→ INFORMATION GIVEN:
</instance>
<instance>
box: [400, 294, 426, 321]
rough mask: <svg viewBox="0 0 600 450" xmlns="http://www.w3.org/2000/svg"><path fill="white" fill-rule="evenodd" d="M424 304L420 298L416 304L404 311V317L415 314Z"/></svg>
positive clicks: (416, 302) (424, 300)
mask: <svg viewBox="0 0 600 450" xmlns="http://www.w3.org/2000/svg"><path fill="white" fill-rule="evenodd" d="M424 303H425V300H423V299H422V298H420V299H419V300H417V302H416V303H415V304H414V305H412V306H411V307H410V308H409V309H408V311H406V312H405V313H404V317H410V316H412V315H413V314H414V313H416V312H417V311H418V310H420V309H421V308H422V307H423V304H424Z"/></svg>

→ WHAT NEEDS TO BE DONE: Once the line that contains "box: [400, 294, 426, 321]" is found, please give it again exactly, along with each line that comes after it, through the last line of the entries.

→ FINISHED TASK:
box: [400, 294, 426, 321]
rough mask: <svg viewBox="0 0 600 450" xmlns="http://www.w3.org/2000/svg"><path fill="white" fill-rule="evenodd" d="M424 304L420 298L416 304L404 311V317L415 314Z"/></svg>
positive clicks: (416, 302) (424, 300)
mask: <svg viewBox="0 0 600 450" xmlns="http://www.w3.org/2000/svg"><path fill="white" fill-rule="evenodd" d="M424 303H425V300H423V299H422V298H420V299H419V300H417V302H416V303H415V304H414V305H412V306H411V307H410V308H409V309H408V311H406V312H405V313H404V317H410V316H412V315H413V314H414V313H416V312H417V311H418V310H420V309H421V308H422V307H423V304H424Z"/></svg>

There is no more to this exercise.